According to the message about kernel clock adjustment, how often should a frequency error be corrected?

- [TEXT PASSAGE]
BEGIN
Hi,
I think that's wrong: On the long term it doesn't make any difference, but while
adjusting time, the increase of time changes slope every second (i.e. time will
advance at different speed) when only adjusting the clock at the end of a second.
A frequency error should be corrected every time the clock is read. So you can
either do a correction frequently whenever it's needed ("tick interpolation"), or
you do it pro-active, even when it's not needed (That's what the
update_wall_time_one_tick() code does). In my solution I even tried to apply the
correction between ticks, using a combination of both methods.
What you are proposing is even what we had before, and much worse what can be
done. The old question: Do you want a fast clock, or an exact clock?
And who said that adjtime() isn't used by ntpd? "disable kernel" does exacltly
that I think.
As always I may be wrong...
END
- [RECORDED DATA]
BEGIN
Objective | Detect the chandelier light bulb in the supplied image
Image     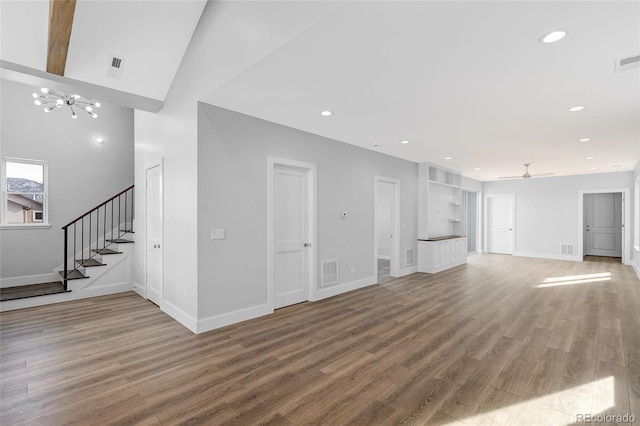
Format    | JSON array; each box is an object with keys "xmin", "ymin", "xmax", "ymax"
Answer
END
- [REPLY] Every time the clock is read.